Coordinate annotation data
—————
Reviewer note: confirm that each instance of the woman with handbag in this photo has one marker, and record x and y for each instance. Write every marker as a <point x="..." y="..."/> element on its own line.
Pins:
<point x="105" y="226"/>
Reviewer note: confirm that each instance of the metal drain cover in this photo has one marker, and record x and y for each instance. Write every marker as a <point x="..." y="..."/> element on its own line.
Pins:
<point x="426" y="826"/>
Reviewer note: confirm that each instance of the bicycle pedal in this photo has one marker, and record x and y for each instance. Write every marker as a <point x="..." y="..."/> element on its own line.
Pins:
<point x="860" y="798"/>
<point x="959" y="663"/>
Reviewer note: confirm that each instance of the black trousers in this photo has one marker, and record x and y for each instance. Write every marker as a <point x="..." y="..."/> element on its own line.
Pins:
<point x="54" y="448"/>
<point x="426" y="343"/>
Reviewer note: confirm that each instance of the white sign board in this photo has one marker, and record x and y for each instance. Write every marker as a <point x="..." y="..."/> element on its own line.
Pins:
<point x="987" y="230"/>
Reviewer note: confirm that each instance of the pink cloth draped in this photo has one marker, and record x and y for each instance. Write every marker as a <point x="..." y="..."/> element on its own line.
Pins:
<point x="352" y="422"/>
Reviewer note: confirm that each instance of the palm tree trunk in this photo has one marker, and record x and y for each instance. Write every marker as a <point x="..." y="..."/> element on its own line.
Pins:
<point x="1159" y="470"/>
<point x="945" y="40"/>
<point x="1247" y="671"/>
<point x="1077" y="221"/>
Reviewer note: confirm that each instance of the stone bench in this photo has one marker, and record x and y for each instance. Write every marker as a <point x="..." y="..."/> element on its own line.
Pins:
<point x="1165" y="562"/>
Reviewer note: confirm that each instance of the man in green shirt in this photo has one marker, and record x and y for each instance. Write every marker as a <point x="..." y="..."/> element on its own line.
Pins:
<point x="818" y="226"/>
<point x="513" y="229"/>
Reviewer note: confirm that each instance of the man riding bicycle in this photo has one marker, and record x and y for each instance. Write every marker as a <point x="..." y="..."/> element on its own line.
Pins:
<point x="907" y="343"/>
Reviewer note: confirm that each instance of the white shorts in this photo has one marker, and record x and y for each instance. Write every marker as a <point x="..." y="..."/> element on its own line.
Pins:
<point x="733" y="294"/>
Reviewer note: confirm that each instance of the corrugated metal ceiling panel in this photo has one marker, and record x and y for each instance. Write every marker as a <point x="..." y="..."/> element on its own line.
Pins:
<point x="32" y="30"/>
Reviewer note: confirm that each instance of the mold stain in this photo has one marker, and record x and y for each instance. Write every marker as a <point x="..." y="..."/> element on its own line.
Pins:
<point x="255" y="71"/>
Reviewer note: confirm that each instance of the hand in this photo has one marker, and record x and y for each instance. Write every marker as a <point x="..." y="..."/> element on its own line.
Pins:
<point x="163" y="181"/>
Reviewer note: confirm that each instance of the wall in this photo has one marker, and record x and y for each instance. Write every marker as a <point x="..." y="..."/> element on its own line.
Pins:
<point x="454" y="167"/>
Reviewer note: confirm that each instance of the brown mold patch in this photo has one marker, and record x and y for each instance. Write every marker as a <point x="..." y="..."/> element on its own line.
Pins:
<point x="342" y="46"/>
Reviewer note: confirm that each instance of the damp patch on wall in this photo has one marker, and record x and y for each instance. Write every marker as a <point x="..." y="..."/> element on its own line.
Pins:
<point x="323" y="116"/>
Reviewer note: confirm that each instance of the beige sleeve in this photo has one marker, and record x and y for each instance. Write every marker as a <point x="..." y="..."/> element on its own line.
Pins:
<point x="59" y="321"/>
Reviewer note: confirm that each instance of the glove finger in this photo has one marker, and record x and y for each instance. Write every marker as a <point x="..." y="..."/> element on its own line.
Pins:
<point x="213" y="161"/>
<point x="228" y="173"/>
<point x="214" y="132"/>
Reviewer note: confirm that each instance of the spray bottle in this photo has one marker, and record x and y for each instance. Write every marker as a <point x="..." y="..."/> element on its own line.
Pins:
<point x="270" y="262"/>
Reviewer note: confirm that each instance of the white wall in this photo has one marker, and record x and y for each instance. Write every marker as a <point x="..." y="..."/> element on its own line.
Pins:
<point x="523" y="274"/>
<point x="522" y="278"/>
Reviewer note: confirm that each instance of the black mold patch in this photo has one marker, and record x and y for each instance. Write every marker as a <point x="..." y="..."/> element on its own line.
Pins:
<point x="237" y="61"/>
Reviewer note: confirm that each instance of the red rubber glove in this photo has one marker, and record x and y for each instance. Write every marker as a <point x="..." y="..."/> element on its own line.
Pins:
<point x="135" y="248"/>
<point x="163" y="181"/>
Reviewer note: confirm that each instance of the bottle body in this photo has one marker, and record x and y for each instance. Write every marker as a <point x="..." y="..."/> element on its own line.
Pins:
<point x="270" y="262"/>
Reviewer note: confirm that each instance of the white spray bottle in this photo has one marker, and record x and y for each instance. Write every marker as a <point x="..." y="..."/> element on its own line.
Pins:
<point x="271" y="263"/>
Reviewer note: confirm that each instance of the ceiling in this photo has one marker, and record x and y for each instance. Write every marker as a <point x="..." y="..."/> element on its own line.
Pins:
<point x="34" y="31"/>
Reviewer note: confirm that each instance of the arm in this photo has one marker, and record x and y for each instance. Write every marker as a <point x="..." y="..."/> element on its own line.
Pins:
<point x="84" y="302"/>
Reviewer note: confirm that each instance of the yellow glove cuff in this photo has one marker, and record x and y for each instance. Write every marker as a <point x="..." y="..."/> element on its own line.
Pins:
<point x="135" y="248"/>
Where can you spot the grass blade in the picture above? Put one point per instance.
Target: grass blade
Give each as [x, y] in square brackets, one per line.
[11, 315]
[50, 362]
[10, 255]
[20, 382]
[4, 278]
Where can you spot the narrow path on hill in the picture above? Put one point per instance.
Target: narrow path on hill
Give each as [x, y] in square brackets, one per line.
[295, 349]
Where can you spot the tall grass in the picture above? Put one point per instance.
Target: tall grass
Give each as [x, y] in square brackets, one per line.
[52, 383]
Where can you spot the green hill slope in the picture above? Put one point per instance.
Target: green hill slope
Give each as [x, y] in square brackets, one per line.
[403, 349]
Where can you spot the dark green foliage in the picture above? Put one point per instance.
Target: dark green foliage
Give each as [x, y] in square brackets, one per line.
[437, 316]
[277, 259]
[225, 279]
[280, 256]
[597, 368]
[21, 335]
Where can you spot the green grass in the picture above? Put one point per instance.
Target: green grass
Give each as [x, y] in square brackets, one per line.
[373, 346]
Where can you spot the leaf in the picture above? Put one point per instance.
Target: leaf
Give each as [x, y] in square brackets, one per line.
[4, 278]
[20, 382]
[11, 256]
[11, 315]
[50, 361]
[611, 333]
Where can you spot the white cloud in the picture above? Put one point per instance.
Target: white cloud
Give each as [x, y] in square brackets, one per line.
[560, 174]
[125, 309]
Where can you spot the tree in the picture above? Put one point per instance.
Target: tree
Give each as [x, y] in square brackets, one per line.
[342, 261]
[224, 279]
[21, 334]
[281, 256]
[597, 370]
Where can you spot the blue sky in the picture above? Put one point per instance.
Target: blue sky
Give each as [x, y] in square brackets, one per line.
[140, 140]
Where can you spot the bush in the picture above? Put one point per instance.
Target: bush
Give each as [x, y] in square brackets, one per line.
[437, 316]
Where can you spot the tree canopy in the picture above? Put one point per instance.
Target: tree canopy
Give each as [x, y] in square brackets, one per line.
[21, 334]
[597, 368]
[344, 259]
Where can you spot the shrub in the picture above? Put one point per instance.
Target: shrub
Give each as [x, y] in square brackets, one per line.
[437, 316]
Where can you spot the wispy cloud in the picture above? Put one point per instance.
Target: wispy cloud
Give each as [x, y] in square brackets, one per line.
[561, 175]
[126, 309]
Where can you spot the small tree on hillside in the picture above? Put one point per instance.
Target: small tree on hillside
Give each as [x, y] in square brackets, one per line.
—————
— AIM —
Rewrite the data as a numbered list, starting at the line that contains "Where can you spot the leaf" and ending with the last line of the data, and leave out any blank lines.

— EXERCISE OUTPUT —
1. Where can you spot the leaf in the picture above? Put one point per instance.
2. Target: leaf
3. Give each as [x, y] in square brackets, one per line.
4. [4, 278]
5. [20, 382]
6. [11, 256]
7. [11, 315]
8. [50, 361]
9. [611, 333]
10. Where can you spot the white cloud in the picture above? Put one point per instance.
11. Target: white cloud
12. Give each as [x, y] in square brackets, one per line.
13. [560, 174]
14. [125, 309]
15. Where can you spot the tree in the picture above? Put one point per instance.
16. Target: tree
17. Give each as [x, y] in square brackets, one per line.
18. [342, 261]
19. [224, 279]
20. [21, 334]
21. [281, 256]
22. [597, 370]
23. Where can you spot the blue sky in the picture above? Put one point per instance.
24. Target: blue sky
25. Give each as [x, y] in square brackets, one per line.
26. [140, 140]
27. Where can you spot the bush in the picture above? Put one point per instance.
28. Target: bush
29. Give each as [x, y] in square brackets, one per line.
30. [437, 316]
31. Where can you spot the tree canopy in the picture above? Put one point per instance.
32. Target: tree canopy
33. Give each as [x, y] in square brackets, one per line.
34. [21, 334]
35. [597, 368]
36. [344, 259]
37. Where can you spot the shrub in the picture above? Put one point per instance.
38. Target: shrub
39. Give each as [x, y] in square brackets, one per line.
40. [437, 316]
41. Where can you spot the wispy cloud in the picture above? Put one point per instance.
42. Target: wispy cloud
43. Give each as [x, y] in square brackets, one per line.
44. [561, 175]
45. [126, 309]
46. Where can you spot the small tree on hillside in the picture above? Put one point per instance.
47. Target: small tree on hillside
48. Give each as [x, y] in square brackets, one per line.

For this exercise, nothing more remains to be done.